• TEXT SECTION:
>>
As a young designer, I have always been inspired by the little things. I walk around and realize cracks in the concrete that create shapes, enjoy the gradient of a sunset, and see patterns in the most unusual places. It is like music to my eyes. I absolutely love to find meaning in color, shapes, lines, or any other elements of a design. I am a strong believer that everything you put out in the world no matter what it is (poster, advertisement, book, photograph, etc.) should have some type of thoughtful process behind its creation. This post will help you figure out how to find meaning or inspiration for your designs through color.

As I explained in my visual consistency video, color has meaning. If you are designing a poster, for example, find colors that speak to the choices that you will make. Will the background be a washed-out blue because you love that color? Nope! Wrong answer. Think deeper about the choices you make; be in touch with your inner Yoda young grasshopper. You may decide to pick out the washed-out blue because the poster is for a summer concert series where people can relax. Let me break it down for you:

Washed-out?: This could be a gradient of some sort where you could fade a light blue with a white that helps add to the summer time feel.

Light Blue: Calming, chill, and joyful color that is easy on the eyes and speaks to the feeling of the moment at the concert.

Have your colors speak for your thought process and design. Break down your color choices to give you a clear understanding as to why you have made the choices you have made.

Currently I am developing an identity for a neighborhood in Austin, Texas called Clarksville. It is a wonderful place that I am researching for a design project and recently I gave the place a nice photo session. I was walking around and felt so in touch with the community and instantly felt inspired. I took photos of colors that resonated with the feel of the neighborhood so I could develop a color palette that accurately represents Clarksville.

I recommend finding a way to feel in touch with what you are designing. Are you making a poster for an event? Ask people who have attended the event before to tell you how it made them feel or if it inspired them in any way. Then take those feelings and express them on an art board.

Color is something that gives so much value to life so why not have it give value to your designs.
<<
• WHAT IS ASKED:
(a) Please summarize the post on color in design in two sentences.
(b) Repeat the post on color in design word for word, between "Washed-out?: This could be" and "you have made.", inclusive.

• ENTRIES PROVIDED:
>>
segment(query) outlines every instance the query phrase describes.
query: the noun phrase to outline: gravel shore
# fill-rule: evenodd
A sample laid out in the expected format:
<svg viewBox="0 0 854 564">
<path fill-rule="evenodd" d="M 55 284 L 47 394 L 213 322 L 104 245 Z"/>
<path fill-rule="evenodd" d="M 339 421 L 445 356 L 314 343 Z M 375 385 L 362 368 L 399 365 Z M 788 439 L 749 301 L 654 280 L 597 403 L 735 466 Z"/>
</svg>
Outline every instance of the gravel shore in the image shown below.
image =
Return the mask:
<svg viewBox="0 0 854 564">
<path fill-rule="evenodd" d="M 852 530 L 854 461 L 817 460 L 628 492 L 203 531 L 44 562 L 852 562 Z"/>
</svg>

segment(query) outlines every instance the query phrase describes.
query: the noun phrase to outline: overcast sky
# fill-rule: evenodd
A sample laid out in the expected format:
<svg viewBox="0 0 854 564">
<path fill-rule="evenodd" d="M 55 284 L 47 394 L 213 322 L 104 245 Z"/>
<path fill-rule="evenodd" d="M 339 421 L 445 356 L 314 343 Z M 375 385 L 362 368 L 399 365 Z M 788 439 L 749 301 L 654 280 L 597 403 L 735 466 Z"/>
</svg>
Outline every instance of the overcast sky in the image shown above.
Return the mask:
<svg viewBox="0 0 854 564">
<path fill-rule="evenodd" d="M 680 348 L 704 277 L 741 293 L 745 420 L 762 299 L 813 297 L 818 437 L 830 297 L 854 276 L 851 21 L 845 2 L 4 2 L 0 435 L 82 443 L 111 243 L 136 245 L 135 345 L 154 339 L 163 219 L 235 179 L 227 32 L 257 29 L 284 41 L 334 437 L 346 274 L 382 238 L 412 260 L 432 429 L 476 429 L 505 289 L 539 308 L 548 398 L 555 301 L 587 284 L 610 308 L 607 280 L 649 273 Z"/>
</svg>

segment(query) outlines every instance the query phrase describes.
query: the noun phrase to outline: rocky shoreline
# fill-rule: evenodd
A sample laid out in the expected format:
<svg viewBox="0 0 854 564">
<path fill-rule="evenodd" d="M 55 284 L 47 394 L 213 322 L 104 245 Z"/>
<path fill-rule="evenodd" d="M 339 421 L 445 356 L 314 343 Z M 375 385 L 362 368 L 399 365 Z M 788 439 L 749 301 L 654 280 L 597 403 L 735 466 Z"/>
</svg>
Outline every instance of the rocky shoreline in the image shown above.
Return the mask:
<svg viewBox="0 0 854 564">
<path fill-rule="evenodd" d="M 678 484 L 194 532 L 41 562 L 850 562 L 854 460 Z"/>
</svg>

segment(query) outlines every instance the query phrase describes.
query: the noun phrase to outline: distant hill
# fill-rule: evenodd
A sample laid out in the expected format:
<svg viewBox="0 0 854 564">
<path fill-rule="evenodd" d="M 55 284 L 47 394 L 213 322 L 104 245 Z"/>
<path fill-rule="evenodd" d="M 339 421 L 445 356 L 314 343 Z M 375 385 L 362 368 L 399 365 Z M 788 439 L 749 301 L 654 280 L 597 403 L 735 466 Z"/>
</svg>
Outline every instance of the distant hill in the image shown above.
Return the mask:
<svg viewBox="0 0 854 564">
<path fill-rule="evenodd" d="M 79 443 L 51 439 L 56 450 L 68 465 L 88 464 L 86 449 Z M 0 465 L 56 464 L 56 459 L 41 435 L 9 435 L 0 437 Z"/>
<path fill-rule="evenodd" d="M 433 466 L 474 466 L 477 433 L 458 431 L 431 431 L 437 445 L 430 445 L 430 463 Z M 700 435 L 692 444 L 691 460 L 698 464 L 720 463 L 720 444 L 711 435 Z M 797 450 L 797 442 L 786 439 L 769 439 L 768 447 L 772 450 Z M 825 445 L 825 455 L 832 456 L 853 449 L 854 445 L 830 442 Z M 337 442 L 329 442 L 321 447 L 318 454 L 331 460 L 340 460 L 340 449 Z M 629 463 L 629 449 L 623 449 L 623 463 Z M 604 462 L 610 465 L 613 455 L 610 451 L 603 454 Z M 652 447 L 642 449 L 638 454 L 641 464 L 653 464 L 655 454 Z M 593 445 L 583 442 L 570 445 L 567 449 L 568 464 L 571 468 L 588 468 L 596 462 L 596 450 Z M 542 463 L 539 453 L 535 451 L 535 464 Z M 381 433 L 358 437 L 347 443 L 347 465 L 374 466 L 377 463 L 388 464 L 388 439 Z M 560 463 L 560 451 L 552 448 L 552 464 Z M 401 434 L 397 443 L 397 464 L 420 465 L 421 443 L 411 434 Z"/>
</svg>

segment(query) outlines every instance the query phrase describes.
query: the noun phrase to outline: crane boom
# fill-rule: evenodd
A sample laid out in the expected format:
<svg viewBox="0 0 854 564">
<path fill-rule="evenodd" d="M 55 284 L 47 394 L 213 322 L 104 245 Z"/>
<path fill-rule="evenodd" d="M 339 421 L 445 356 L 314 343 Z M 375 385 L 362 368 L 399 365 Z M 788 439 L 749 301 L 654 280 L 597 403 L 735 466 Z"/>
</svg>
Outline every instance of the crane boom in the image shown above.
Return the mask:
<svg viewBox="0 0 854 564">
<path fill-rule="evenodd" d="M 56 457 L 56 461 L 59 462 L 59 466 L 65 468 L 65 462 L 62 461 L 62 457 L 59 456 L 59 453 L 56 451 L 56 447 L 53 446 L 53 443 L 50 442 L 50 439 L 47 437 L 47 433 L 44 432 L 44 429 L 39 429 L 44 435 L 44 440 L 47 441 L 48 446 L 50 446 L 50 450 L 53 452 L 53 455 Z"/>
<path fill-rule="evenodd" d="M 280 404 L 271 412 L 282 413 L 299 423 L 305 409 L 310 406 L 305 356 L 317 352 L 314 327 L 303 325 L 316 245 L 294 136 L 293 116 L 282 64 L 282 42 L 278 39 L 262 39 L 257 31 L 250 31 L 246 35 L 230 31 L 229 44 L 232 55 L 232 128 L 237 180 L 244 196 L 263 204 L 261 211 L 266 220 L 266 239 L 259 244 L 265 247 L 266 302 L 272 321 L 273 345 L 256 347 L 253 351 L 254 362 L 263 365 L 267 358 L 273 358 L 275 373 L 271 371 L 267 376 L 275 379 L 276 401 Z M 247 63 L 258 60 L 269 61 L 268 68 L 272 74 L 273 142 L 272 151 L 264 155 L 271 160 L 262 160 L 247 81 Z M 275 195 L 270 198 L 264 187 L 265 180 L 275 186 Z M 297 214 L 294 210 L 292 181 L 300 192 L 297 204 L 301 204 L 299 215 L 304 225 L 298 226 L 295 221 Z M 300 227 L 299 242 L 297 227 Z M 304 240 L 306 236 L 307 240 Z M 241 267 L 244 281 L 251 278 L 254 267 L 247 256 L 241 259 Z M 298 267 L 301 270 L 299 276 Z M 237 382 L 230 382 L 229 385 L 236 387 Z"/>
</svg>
<<
• SOLUTIONS FOR EACH TASK:
(a) A young designer inspired by small details argues that color has meaning and that every color choice in a design should rest on a thoughtful reason, such as a washed-out light blue picked for a relaxing summer concert poster. The writer recommends getting in touch with whatever is being designed, for example by photographing colors in the Austin neighborhood of Clarksville to build a palette that represents it, or by asking past attendees how an event made them feel.

(b)
Washed-out?: This could be a gradient of some sort where you could fade a light blue with a white that helps add to the summer time feel.

Light Blue: Calming, chill, and joyful color that is easy on the eyes and speaks to the feeling of the moment at the concert.

Have your colors speak for your thought process and design. Break down your color choices to give you a clear understanding as to why you have made the choices you have made.